:: Dataset entries ::

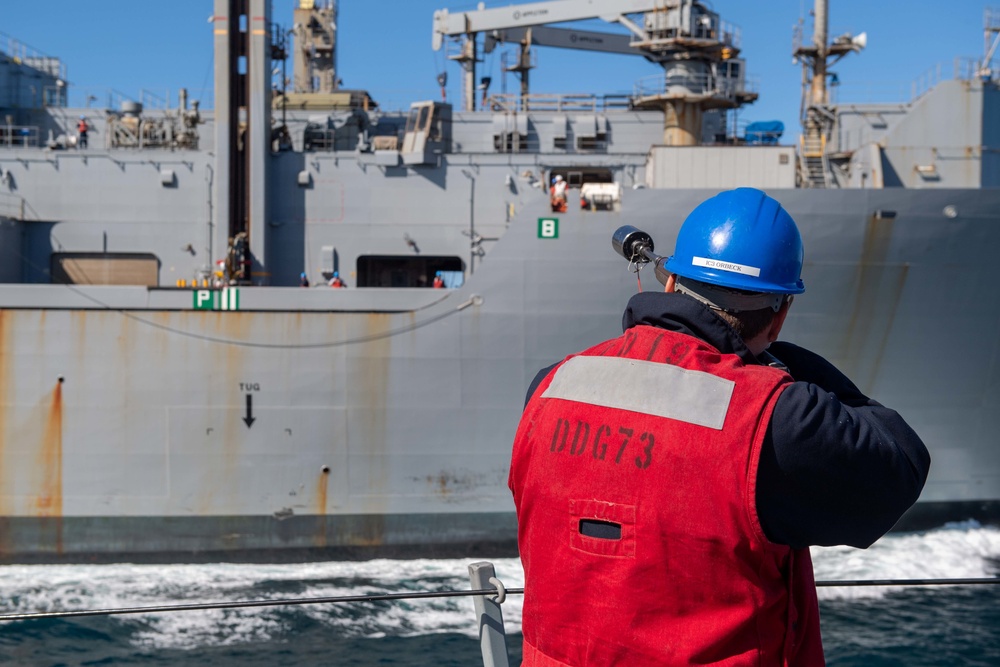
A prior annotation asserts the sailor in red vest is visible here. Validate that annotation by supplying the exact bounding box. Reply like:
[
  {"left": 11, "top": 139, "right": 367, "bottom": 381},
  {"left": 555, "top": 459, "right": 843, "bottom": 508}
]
[
  {"left": 549, "top": 175, "right": 569, "bottom": 213},
  {"left": 509, "top": 188, "right": 930, "bottom": 667},
  {"left": 76, "top": 116, "right": 90, "bottom": 148}
]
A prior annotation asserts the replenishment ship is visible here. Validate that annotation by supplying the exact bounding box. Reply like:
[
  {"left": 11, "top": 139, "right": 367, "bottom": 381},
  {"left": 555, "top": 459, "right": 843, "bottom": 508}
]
[{"left": 0, "top": 0, "right": 1000, "bottom": 562}]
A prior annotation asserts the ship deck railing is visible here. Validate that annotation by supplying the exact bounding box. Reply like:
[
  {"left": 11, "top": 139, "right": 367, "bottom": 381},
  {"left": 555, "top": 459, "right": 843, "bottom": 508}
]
[
  {"left": 0, "top": 561, "right": 1000, "bottom": 667},
  {"left": 0, "top": 125, "right": 39, "bottom": 148},
  {"left": 484, "top": 93, "right": 632, "bottom": 113}
]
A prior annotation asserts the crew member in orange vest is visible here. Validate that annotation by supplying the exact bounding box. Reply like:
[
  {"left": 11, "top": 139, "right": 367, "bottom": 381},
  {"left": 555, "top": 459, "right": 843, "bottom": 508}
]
[
  {"left": 549, "top": 176, "right": 569, "bottom": 213},
  {"left": 76, "top": 116, "right": 90, "bottom": 148},
  {"left": 509, "top": 188, "right": 930, "bottom": 667}
]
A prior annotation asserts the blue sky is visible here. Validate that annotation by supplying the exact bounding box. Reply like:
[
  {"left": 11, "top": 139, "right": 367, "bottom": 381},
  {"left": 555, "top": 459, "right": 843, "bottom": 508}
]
[{"left": 0, "top": 0, "right": 986, "bottom": 141}]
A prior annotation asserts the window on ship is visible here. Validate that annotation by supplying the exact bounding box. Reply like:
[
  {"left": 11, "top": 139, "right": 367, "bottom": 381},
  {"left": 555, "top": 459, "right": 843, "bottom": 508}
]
[
  {"left": 51, "top": 252, "right": 160, "bottom": 287},
  {"left": 357, "top": 255, "right": 464, "bottom": 287}
]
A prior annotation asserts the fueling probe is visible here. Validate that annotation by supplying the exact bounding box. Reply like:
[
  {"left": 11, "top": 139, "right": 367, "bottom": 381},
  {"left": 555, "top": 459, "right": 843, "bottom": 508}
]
[{"left": 611, "top": 225, "right": 670, "bottom": 285}]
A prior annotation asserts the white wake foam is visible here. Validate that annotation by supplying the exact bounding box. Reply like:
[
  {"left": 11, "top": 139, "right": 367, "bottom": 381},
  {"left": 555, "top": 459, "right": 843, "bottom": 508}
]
[{"left": 0, "top": 523, "right": 1000, "bottom": 649}]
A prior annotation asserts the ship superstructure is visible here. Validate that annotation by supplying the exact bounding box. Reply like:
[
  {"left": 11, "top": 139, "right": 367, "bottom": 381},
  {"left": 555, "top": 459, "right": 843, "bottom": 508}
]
[{"left": 0, "top": 0, "right": 1000, "bottom": 561}]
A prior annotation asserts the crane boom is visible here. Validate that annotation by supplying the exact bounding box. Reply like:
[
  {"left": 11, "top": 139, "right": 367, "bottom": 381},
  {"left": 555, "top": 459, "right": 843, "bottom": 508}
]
[
  {"left": 486, "top": 26, "right": 648, "bottom": 57},
  {"left": 433, "top": 0, "right": 665, "bottom": 51}
]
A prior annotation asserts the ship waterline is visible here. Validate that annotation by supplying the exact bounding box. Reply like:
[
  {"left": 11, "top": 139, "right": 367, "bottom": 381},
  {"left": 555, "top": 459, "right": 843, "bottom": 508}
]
[{"left": 0, "top": 0, "right": 1000, "bottom": 562}]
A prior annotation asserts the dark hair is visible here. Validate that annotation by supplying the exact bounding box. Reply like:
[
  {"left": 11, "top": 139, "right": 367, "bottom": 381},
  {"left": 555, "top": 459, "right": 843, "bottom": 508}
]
[{"left": 712, "top": 308, "right": 777, "bottom": 341}]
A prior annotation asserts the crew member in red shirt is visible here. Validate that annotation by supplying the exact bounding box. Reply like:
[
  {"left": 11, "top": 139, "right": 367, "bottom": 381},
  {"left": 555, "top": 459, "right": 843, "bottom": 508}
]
[{"left": 509, "top": 188, "right": 930, "bottom": 667}]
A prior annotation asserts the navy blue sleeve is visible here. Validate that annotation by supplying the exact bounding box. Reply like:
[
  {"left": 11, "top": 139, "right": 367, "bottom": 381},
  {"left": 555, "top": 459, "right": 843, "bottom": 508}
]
[
  {"left": 524, "top": 362, "right": 562, "bottom": 407},
  {"left": 757, "top": 343, "right": 930, "bottom": 548}
]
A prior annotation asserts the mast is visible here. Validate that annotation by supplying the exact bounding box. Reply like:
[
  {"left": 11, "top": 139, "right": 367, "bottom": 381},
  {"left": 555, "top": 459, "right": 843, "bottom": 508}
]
[{"left": 794, "top": 0, "right": 867, "bottom": 188}]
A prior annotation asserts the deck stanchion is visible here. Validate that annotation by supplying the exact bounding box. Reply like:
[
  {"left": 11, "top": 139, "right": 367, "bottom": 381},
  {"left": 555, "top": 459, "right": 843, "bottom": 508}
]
[{"left": 469, "top": 561, "right": 510, "bottom": 667}]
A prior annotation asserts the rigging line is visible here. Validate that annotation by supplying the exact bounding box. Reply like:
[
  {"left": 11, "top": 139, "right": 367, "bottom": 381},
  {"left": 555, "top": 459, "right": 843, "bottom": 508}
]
[
  {"left": 66, "top": 285, "right": 483, "bottom": 350},
  {"left": 6, "top": 234, "right": 472, "bottom": 350},
  {"left": 0, "top": 577, "right": 1000, "bottom": 622},
  {"left": 0, "top": 588, "right": 524, "bottom": 622},
  {"left": 816, "top": 577, "right": 1000, "bottom": 587}
]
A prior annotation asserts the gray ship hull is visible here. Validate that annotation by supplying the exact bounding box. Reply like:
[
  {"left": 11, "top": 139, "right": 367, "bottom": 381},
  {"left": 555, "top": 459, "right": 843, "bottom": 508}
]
[
  {"left": 0, "top": 0, "right": 1000, "bottom": 562},
  {"left": 0, "top": 185, "right": 1000, "bottom": 560}
]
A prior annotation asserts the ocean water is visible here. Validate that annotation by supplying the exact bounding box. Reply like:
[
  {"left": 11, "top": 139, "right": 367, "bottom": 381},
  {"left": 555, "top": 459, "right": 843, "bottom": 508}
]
[{"left": 0, "top": 523, "right": 1000, "bottom": 667}]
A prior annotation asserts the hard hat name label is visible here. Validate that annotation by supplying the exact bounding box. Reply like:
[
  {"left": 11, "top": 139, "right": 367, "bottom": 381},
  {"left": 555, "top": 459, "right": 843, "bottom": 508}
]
[{"left": 691, "top": 257, "right": 760, "bottom": 278}]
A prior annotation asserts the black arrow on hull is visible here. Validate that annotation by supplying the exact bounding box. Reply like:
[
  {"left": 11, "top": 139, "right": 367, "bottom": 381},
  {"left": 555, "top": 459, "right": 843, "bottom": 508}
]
[{"left": 243, "top": 394, "right": 257, "bottom": 428}]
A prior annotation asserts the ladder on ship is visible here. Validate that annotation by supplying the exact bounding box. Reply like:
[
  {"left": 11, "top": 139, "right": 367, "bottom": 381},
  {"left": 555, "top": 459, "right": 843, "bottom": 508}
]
[{"left": 799, "top": 132, "right": 830, "bottom": 188}]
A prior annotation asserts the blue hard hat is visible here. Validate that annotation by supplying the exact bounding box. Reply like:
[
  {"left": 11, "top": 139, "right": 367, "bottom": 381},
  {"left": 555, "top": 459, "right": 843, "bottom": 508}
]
[{"left": 666, "top": 188, "right": 805, "bottom": 294}]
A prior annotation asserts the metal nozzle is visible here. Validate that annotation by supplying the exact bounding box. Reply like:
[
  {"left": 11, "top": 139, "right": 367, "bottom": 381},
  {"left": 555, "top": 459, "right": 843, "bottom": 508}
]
[
  {"left": 611, "top": 225, "right": 653, "bottom": 263},
  {"left": 611, "top": 225, "right": 670, "bottom": 285}
]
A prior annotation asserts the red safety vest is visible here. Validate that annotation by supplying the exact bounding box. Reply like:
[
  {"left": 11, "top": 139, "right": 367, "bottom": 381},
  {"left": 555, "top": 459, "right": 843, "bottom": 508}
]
[{"left": 509, "top": 326, "right": 824, "bottom": 667}]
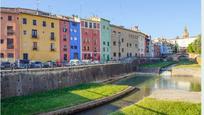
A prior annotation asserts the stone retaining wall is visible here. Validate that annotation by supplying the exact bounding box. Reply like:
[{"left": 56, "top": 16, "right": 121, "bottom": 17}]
[
  {"left": 1, "top": 59, "right": 159, "bottom": 98},
  {"left": 40, "top": 86, "right": 139, "bottom": 115},
  {"left": 172, "top": 68, "right": 201, "bottom": 77}
]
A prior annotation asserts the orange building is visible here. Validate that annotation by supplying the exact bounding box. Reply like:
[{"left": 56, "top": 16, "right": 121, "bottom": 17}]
[{"left": 0, "top": 8, "right": 20, "bottom": 62}]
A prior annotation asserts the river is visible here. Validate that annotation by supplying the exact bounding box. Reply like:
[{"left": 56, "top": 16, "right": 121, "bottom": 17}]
[{"left": 77, "top": 68, "right": 201, "bottom": 115}]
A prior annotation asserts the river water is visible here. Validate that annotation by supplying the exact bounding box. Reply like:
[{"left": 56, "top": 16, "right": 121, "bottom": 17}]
[{"left": 77, "top": 71, "right": 201, "bottom": 115}]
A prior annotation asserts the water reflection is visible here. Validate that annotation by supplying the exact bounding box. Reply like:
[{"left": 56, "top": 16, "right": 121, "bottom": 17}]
[{"left": 78, "top": 71, "right": 201, "bottom": 115}]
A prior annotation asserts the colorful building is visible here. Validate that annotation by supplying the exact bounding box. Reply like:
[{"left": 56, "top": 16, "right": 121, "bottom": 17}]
[
  {"left": 90, "top": 16, "right": 111, "bottom": 62},
  {"left": 0, "top": 8, "right": 20, "bottom": 62},
  {"left": 69, "top": 16, "right": 81, "bottom": 60},
  {"left": 59, "top": 17, "right": 70, "bottom": 62},
  {"left": 81, "top": 19, "right": 100, "bottom": 61},
  {"left": 19, "top": 10, "right": 60, "bottom": 62}
]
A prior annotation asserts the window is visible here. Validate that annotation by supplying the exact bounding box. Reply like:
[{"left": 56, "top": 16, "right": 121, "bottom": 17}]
[
  {"left": 23, "top": 30, "right": 27, "bottom": 35},
  {"left": 122, "top": 38, "right": 124, "bottom": 42},
  {"left": 43, "top": 21, "right": 46, "bottom": 27},
  {"left": 85, "top": 22, "right": 88, "bottom": 27},
  {"left": 7, "top": 53, "right": 13, "bottom": 58},
  {"left": 7, "top": 38, "right": 14, "bottom": 49},
  {"left": 63, "top": 26, "right": 67, "bottom": 32},
  {"left": 63, "top": 45, "right": 67, "bottom": 51},
  {"left": 113, "top": 41, "right": 116, "bottom": 46},
  {"left": 33, "top": 20, "right": 37, "bottom": 25},
  {"left": 107, "top": 42, "right": 109, "bottom": 46},
  {"left": 0, "top": 53, "right": 4, "bottom": 58},
  {"left": 113, "top": 52, "right": 116, "bottom": 57},
  {"left": 64, "top": 54, "right": 67, "bottom": 61},
  {"left": 103, "top": 25, "right": 106, "bottom": 29},
  {"left": 74, "top": 37, "right": 77, "bottom": 40},
  {"left": 33, "top": 42, "right": 38, "bottom": 50},
  {"left": 50, "top": 43, "right": 55, "bottom": 51},
  {"left": 89, "top": 23, "right": 92, "bottom": 28},
  {"left": 63, "top": 35, "right": 67, "bottom": 41},
  {"left": 118, "top": 52, "right": 121, "bottom": 57},
  {"left": 50, "top": 32, "right": 55, "bottom": 40},
  {"left": 32, "top": 29, "right": 37, "bottom": 38},
  {"left": 1, "top": 39, "right": 4, "bottom": 44},
  {"left": 8, "top": 16, "right": 12, "bottom": 21},
  {"left": 51, "top": 22, "right": 55, "bottom": 28},
  {"left": 7, "top": 26, "right": 14, "bottom": 35},
  {"left": 23, "top": 53, "right": 28, "bottom": 60},
  {"left": 23, "top": 18, "right": 27, "bottom": 24},
  {"left": 93, "top": 23, "right": 96, "bottom": 28}
]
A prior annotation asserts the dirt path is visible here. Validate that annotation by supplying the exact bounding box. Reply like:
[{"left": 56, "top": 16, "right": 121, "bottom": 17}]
[{"left": 149, "top": 89, "right": 201, "bottom": 103}]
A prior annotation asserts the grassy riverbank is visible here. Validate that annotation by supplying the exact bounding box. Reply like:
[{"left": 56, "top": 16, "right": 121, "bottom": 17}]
[
  {"left": 111, "top": 98, "right": 201, "bottom": 115},
  {"left": 175, "top": 59, "right": 201, "bottom": 68},
  {"left": 1, "top": 83, "right": 128, "bottom": 115},
  {"left": 140, "top": 61, "right": 176, "bottom": 68}
]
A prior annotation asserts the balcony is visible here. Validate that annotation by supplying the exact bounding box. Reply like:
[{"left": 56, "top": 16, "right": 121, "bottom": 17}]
[
  {"left": 33, "top": 47, "right": 38, "bottom": 51},
  {"left": 50, "top": 48, "right": 55, "bottom": 51},
  {"left": 32, "top": 35, "right": 38, "bottom": 39},
  {"left": 7, "top": 30, "right": 14, "bottom": 35},
  {"left": 63, "top": 48, "right": 67, "bottom": 51},
  {"left": 7, "top": 45, "right": 14, "bottom": 49}
]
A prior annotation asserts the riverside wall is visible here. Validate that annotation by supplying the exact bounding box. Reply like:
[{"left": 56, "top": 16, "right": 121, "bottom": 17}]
[{"left": 1, "top": 59, "right": 161, "bottom": 98}]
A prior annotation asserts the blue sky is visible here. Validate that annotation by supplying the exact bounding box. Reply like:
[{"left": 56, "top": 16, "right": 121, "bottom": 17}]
[{"left": 1, "top": 0, "right": 201, "bottom": 38}]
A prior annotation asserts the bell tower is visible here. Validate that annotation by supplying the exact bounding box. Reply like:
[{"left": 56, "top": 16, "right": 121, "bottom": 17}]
[{"left": 182, "top": 26, "right": 189, "bottom": 38}]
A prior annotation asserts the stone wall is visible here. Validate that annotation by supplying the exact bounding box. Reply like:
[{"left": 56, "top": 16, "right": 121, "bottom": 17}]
[
  {"left": 1, "top": 59, "right": 159, "bottom": 98},
  {"left": 1, "top": 64, "right": 133, "bottom": 98}
]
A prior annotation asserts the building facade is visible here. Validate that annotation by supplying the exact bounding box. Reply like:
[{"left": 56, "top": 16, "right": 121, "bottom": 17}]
[
  {"left": 111, "top": 25, "right": 146, "bottom": 60},
  {"left": 0, "top": 8, "right": 20, "bottom": 62},
  {"left": 19, "top": 11, "right": 60, "bottom": 62},
  {"left": 81, "top": 19, "right": 100, "bottom": 61},
  {"left": 69, "top": 16, "right": 82, "bottom": 60},
  {"left": 59, "top": 17, "right": 70, "bottom": 62}
]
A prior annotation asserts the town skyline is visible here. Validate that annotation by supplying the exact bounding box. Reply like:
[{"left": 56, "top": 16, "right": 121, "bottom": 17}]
[{"left": 1, "top": 0, "right": 201, "bottom": 38}]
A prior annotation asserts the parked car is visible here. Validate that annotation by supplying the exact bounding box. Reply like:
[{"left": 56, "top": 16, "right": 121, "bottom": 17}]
[
  {"left": 0, "top": 62, "right": 11, "bottom": 69},
  {"left": 69, "top": 59, "right": 81, "bottom": 66},
  {"left": 14, "top": 59, "right": 30, "bottom": 69},
  {"left": 82, "top": 60, "right": 91, "bottom": 65},
  {"left": 91, "top": 60, "right": 100, "bottom": 64},
  {"left": 30, "top": 61, "right": 43, "bottom": 68}
]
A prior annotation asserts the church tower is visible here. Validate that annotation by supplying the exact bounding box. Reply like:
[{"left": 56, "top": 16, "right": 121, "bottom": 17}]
[{"left": 182, "top": 26, "right": 189, "bottom": 38}]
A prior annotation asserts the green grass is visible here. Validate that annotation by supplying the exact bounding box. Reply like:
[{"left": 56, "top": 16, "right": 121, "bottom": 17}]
[
  {"left": 111, "top": 98, "right": 201, "bottom": 115},
  {"left": 140, "top": 61, "right": 175, "bottom": 68},
  {"left": 174, "top": 59, "right": 201, "bottom": 68},
  {"left": 1, "top": 83, "right": 128, "bottom": 115}
]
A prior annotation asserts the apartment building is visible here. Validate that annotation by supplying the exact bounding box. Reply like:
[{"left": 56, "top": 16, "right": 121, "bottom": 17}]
[
  {"left": 81, "top": 19, "right": 101, "bottom": 61},
  {"left": 111, "top": 25, "right": 146, "bottom": 60},
  {"left": 0, "top": 8, "right": 20, "bottom": 62}
]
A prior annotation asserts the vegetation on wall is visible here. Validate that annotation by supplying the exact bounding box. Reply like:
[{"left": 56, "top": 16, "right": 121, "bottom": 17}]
[{"left": 187, "top": 35, "right": 201, "bottom": 54}]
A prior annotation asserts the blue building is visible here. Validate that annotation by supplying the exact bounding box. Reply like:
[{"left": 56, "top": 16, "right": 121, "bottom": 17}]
[{"left": 69, "top": 17, "right": 81, "bottom": 60}]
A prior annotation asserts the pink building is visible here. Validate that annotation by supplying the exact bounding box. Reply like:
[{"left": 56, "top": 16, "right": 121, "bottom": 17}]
[
  {"left": 81, "top": 20, "right": 100, "bottom": 61},
  {"left": 0, "top": 8, "right": 20, "bottom": 62},
  {"left": 59, "top": 19, "right": 70, "bottom": 62}
]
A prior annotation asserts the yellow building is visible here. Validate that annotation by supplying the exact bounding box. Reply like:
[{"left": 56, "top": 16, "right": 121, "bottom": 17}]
[{"left": 19, "top": 12, "right": 60, "bottom": 62}]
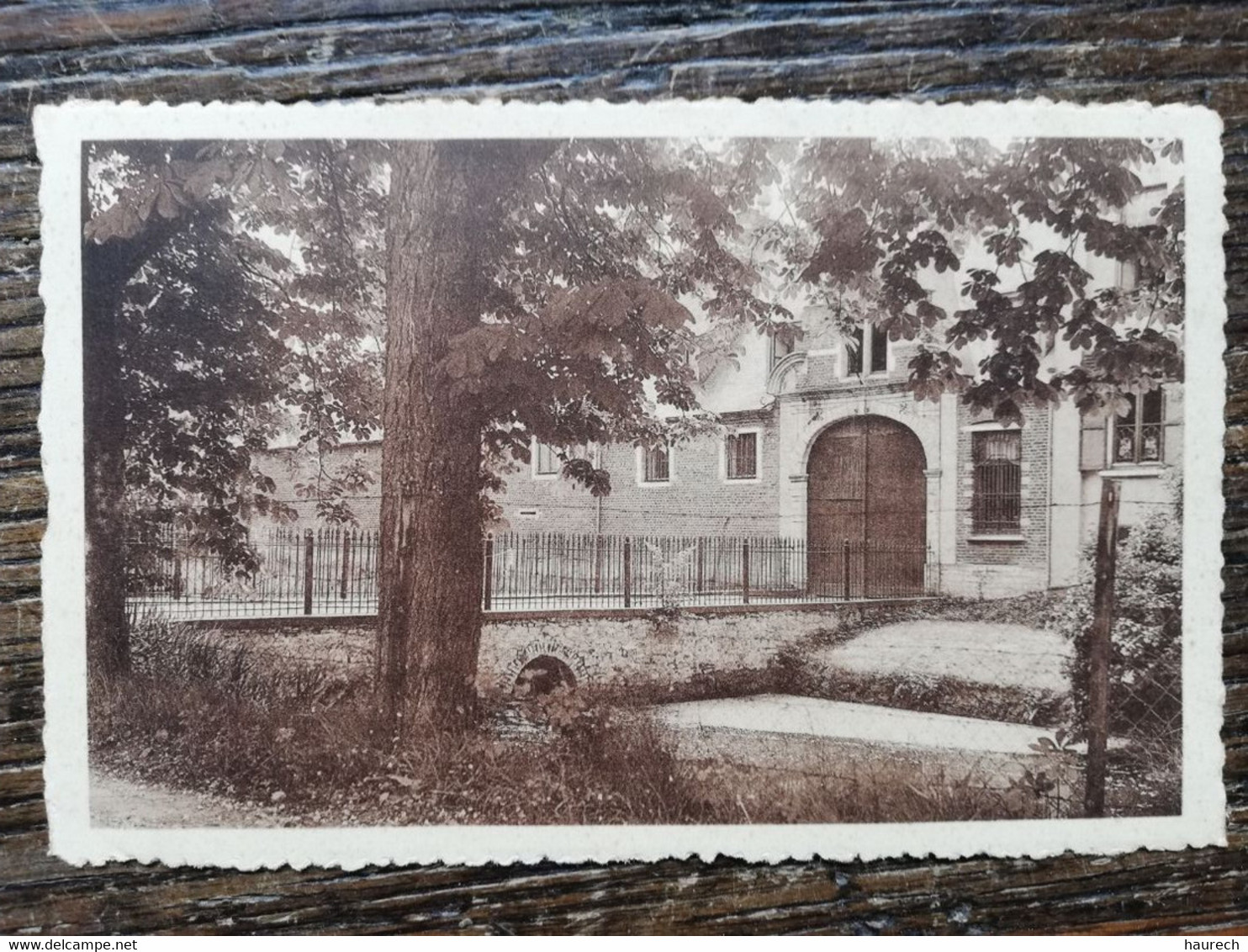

:::

◆ What to do
Return every line above that contains the string "stone".

◆ Task solution
A prior annotation asserts the stone retaining wall is visible here. Validate that annotation by supplying the exact bounding box. Reply like:
A prior annotation asserts the stone wall is visible here. Validate that annotation by supplying the exact bounding box. Reply like:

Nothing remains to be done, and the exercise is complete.